■ EXTRAIT DE PAGE:
Voici le premier roman policier de Daniel Giguère, alias Arthur Ghost. Blockhaus, un excellent meurtres et mystères qui pourrait arriver près de chez vous.

Il se nomme Daniel Giguère, a écrit quelques nouvelles, certaines réunies dans un recueil intitulé Quartiers d’hiver, paru aux éditions Vents d’ouest en 1997. Mais quand il a rédigé ce polar, Giguère a eu envie de s’appeler Arthur Ghost. «C’est plus noir, confie-t-il au bout du fil avec une certaine ironie dans la voix. Ça convient parfaitement pour un polar.»

Lui qui travaille comme superviseur technique chez un fabricant de pièces pour machines à coudre («Je ne vois qu’un point commun avec le roman policier: le plaisir de la mécanique, de l’emboîtement des pièces») a découvert l’écriture de polar sur le tard. «C’est arrivé bizarrement, je ne me destinais pas du tout à écrire un roman policier. J’avais cette vision d’un homme isolé, qui ne voulait pas bouger de son fauteuil, de son appartment, de son immeuble. Et puis, peu à peu, en racontant son histoire, je me suis rendu compte qu’il cachait quelque chose.»

■ CONSIGNE DONNÉE: Selon l'extrait sur le premier polar de Daniel Giguère, quel recueil de nouvelles de l'auteur a paru en 1997, et chez quel éditeur ?

■ Entrées de données:
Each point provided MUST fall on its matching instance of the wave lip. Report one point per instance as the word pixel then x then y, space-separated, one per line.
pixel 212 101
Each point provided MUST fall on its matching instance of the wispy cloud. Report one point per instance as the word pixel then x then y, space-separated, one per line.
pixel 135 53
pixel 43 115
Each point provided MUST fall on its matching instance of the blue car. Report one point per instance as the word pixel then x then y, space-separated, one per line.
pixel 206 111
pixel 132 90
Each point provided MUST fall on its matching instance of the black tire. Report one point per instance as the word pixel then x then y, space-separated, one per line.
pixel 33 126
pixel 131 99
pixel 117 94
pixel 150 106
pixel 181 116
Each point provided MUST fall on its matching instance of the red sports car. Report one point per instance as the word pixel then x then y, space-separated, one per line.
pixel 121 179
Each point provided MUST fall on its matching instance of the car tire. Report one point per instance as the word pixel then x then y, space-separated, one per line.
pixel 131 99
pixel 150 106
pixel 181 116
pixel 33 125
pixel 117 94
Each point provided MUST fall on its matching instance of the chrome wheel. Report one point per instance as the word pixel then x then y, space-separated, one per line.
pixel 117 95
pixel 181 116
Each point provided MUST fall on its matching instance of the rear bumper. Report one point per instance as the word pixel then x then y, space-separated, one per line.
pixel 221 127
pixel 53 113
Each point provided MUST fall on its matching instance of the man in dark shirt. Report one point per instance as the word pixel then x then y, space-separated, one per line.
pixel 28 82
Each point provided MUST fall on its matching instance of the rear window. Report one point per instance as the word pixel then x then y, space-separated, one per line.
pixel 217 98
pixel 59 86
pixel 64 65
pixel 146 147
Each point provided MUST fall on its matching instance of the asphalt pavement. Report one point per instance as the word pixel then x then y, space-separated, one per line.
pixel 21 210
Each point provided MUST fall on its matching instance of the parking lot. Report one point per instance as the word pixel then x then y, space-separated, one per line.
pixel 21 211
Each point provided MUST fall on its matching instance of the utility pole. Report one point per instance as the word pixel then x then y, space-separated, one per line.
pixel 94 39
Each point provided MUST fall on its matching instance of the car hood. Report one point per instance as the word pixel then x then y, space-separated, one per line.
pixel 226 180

■ RÉPONSE RÉDIGÉE: Le recueil Quartiers d'hiver, aux éditions Vents d'ouest.